[Available records Boundary: Start]
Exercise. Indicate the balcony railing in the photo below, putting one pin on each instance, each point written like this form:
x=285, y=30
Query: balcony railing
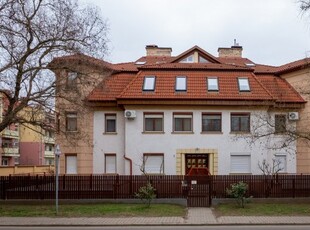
x=50, y=140
x=11, y=152
x=49, y=153
x=10, y=133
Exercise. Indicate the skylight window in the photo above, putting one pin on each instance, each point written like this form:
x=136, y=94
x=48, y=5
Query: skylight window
x=212, y=84
x=149, y=83
x=180, y=84
x=189, y=59
x=244, y=85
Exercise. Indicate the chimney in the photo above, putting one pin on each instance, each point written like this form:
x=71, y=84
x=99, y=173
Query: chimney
x=154, y=50
x=234, y=51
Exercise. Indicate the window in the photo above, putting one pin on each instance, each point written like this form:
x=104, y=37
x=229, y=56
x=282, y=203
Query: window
x=280, y=163
x=189, y=59
x=110, y=163
x=211, y=122
x=110, y=123
x=71, y=164
x=212, y=84
x=243, y=84
x=72, y=80
x=240, y=163
x=280, y=123
x=202, y=60
x=240, y=122
x=153, y=122
x=153, y=163
x=180, y=84
x=71, y=121
x=182, y=122
x=149, y=83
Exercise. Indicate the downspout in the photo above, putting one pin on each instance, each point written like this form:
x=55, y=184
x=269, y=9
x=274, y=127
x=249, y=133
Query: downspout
x=125, y=157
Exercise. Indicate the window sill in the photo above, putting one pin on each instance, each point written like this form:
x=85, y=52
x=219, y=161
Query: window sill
x=182, y=132
x=211, y=132
x=240, y=132
x=153, y=132
x=110, y=133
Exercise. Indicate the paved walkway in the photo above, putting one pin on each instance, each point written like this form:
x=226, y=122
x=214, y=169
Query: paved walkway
x=195, y=216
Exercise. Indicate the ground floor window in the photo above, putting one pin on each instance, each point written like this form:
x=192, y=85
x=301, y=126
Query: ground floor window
x=110, y=163
x=240, y=163
x=71, y=164
x=280, y=163
x=153, y=163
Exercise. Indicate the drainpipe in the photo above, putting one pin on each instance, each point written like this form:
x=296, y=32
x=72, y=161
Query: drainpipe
x=125, y=157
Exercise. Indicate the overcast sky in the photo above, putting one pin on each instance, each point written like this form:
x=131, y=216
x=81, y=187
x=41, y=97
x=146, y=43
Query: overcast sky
x=271, y=32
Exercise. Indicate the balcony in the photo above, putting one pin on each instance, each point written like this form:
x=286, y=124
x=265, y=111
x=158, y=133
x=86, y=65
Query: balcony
x=10, y=133
x=10, y=152
x=49, y=140
x=49, y=154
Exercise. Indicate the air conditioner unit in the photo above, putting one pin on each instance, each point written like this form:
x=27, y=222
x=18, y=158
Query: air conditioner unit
x=293, y=116
x=130, y=114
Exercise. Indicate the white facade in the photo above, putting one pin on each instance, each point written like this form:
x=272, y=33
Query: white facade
x=228, y=149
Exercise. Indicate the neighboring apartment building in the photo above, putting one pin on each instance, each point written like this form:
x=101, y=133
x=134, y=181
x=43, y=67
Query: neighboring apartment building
x=37, y=143
x=9, y=139
x=170, y=115
x=27, y=144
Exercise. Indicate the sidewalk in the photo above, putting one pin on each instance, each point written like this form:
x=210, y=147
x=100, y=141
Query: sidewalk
x=196, y=216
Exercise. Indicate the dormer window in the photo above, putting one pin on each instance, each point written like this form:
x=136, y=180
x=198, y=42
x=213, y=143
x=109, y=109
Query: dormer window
x=212, y=84
x=180, y=83
x=243, y=84
x=149, y=83
x=189, y=59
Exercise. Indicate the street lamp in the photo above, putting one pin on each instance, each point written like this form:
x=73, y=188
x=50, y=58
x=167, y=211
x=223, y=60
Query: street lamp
x=57, y=154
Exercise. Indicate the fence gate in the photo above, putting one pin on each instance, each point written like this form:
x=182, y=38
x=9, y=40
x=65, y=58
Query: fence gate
x=199, y=191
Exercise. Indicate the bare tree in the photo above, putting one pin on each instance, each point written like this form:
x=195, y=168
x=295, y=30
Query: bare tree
x=32, y=34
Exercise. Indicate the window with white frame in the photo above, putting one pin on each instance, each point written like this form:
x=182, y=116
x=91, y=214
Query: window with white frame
x=280, y=163
x=244, y=84
x=71, y=121
x=240, y=122
x=280, y=123
x=188, y=59
x=212, y=84
x=110, y=163
x=110, y=123
x=180, y=83
x=71, y=164
x=240, y=163
x=72, y=80
x=182, y=122
x=149, y=83
x=153, y=163
x=211, y=122
x=153, y=122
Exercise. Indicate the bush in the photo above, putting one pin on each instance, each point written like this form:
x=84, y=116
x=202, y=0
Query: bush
x=238, y=191
x=146, y=194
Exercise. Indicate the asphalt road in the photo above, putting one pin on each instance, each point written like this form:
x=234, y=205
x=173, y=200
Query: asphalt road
x=243, y=227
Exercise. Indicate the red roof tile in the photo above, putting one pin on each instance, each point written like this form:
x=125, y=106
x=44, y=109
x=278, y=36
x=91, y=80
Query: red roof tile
x=196, y=86
x=111, y=87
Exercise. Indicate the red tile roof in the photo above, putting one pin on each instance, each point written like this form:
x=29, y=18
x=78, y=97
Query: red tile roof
x=196, y=86
x=111, y=87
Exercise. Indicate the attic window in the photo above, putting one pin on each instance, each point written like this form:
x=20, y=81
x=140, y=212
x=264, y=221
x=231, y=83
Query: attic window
x=243, y=84
x=189, y=59
x=180, y=83
x=213, y=84
x=140, y=62
x=202, y=60
x=149, y=83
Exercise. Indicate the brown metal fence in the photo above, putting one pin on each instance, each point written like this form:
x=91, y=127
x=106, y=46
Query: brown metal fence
x=125, y=187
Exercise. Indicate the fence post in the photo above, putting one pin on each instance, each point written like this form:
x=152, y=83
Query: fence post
x=294, y=187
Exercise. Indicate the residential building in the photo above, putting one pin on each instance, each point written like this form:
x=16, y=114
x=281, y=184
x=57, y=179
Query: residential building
x=166, y=114
x=36, y=144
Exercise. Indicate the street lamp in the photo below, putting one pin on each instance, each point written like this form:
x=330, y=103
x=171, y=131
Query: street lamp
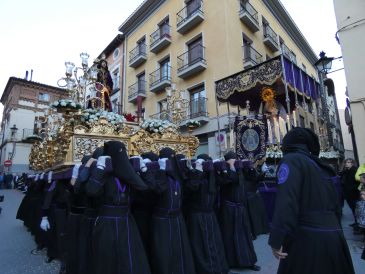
x=13, y=131
x=324, y=64
x=76, y=84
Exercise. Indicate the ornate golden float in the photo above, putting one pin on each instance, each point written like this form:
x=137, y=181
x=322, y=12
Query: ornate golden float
x=75, y=138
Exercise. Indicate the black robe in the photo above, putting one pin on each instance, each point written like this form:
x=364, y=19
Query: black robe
x=255, y=204
x=170, y=246
x=234, y=221
x=56, y=207
x=75, y=249
x=306, y=220
x=201, y=220
x=143, y=202
x=87, y=220
x=117, y=245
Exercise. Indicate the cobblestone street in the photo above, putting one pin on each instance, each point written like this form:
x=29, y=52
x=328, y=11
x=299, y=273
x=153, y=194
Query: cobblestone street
x=16, y=245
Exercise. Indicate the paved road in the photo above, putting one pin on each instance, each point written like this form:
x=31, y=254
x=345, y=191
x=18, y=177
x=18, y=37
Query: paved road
x=16, y=244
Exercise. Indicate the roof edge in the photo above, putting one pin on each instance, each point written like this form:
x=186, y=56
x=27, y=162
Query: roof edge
x=284, y=18
x=14, y=80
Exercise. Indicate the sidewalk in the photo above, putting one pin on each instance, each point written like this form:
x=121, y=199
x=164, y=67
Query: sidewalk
x=16, y=244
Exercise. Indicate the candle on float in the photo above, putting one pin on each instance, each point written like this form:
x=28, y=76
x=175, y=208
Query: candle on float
x=269, y=131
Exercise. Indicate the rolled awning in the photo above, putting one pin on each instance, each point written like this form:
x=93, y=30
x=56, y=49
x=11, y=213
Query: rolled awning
x=248, y=84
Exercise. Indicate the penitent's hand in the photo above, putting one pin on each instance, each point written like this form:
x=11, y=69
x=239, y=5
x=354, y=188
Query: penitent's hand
x=279, y=254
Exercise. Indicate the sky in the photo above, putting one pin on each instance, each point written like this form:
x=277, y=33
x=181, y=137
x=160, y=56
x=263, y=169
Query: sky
x=43, y=34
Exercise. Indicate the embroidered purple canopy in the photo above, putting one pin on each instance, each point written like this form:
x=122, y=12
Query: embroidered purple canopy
x=247, y=85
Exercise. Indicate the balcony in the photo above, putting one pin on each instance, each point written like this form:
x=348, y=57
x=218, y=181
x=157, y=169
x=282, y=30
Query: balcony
x=163, y=115
x=251, y=57
x=137, y=56
x=189, y=17
x=198, y=110
x=136, y=90
x=191, y=62
x=160, y=39
x=160, y=79
x=249, y=16
x=270, y=38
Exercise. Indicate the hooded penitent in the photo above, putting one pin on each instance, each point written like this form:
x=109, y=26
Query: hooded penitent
x=122, y=169
x=212, y=183
x=301, y=136
x=150, y=155
x=230, y=155
x=173, y=170
x=99, y=151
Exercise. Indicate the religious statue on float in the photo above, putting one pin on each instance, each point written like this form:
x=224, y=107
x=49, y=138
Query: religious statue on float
x=98, y=96
x=277, y=116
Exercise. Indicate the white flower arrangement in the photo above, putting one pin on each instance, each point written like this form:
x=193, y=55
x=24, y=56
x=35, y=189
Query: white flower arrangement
x=157, y=126
x=66, y=103
x=93, y=115
x=193, y=123
x=34, y=137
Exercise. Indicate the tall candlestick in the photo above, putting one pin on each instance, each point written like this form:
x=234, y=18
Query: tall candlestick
x=269, y=130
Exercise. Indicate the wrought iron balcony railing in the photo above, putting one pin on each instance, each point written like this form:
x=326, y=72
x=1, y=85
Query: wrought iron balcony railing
x=271, y=34
x=192, y=56
x=198, y=108
x=139, y=50
x=159, y=34
x=28, y=132
x=251, y=55
x=138, y=88
x=160, y=75
x=251, y=11
x=188, y=11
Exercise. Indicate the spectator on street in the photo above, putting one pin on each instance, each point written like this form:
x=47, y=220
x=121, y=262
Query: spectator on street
x=349, y=185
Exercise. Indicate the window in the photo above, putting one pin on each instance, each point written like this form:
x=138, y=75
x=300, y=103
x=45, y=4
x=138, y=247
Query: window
x=165, y=69
x=195, y=50
x=115, y=54
x=164, y=28
x=142, y=46
x=312, y=126
x=115, y=78
x=162, y=105
x=301, y=121
x=115, y=105
x=197, y=101
x=141, y=79
x=246, y=47
x=192, y=6
x=293, y=57
x=43, y=97
x=304, y=68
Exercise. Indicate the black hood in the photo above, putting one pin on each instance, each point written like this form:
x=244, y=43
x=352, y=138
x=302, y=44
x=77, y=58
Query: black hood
x=99, y=151
x=302, y=136
x=150, y=155
x=174, y=169
x=230, y=155
x=204, y=156
x=85, y=159
x=304, y=141
x=122, y=169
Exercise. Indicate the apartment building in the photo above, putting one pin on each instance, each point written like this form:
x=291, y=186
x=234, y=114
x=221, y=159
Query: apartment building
x=351, y=36
x=114, y=55
x=24, y=101
x=193, y=43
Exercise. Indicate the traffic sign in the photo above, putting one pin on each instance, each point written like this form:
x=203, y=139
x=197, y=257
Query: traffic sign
x=8, y=163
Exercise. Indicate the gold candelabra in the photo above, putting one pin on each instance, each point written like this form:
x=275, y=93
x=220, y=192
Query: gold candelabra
x=176, y=105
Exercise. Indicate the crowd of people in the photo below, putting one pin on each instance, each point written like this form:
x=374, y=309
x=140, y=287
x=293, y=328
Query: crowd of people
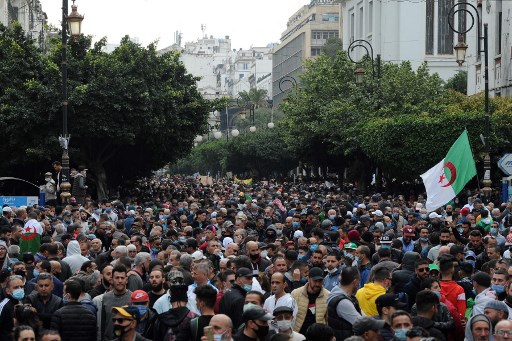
[Available records Boundary: End]
_What you should do_.
Using the data above, extract exactly the lines from the one that holds "x=221, y=159" to the one that holds "Exercise. Indicate the gold", both ends included, and no others.

_Exercise response_.
x=221, y=159
Query: apartment building
x=351, y=36
x=114, y=55
x=24, y=101
x=193, y=43
Exercise. Indicate the traffic sign in the photo above, putting one pin on each instance, each point written like this form:
x=203, y=139
x=197, y=257
Query: traffic sign
x=8, y=163
Exercise. Indicate the gold candelabra in the photo above, putting one pin on each instance, each point written like this form:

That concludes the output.